» RECORDS PROVIDED:

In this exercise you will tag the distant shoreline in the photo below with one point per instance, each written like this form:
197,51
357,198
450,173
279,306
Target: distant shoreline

==

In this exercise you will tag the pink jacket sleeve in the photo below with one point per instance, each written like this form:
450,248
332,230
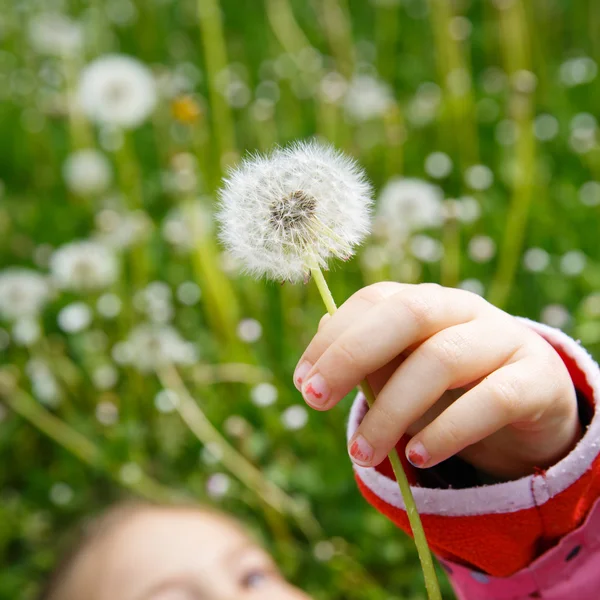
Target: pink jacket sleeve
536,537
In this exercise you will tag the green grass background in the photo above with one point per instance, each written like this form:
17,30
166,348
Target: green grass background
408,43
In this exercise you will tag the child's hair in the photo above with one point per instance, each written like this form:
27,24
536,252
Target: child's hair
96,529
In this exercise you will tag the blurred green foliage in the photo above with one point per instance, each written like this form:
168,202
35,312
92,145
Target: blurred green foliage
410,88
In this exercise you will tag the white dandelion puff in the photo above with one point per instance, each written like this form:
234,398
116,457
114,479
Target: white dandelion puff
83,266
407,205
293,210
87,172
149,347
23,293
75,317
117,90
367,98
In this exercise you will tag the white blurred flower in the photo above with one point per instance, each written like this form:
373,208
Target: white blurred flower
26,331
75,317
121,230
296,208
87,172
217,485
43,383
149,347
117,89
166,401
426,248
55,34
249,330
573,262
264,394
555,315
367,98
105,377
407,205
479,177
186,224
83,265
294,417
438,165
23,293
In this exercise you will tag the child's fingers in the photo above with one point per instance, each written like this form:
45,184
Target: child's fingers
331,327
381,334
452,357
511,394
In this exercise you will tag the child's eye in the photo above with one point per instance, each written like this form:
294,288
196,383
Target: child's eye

» AIM OF THE EXERCISE:
In the listing above, find the line with "In this exercise you will tag the distant" and the line with "Target: distant shoreline", then print exactly those two lines and every line between them, and nothing more.

» RESULT OF THE TASK:
In this exercise you will tag the distant shoreline in the photo below with one point per instance, each written like this form:
197,51
357,198
450,173
279,306
Target: distant shoreline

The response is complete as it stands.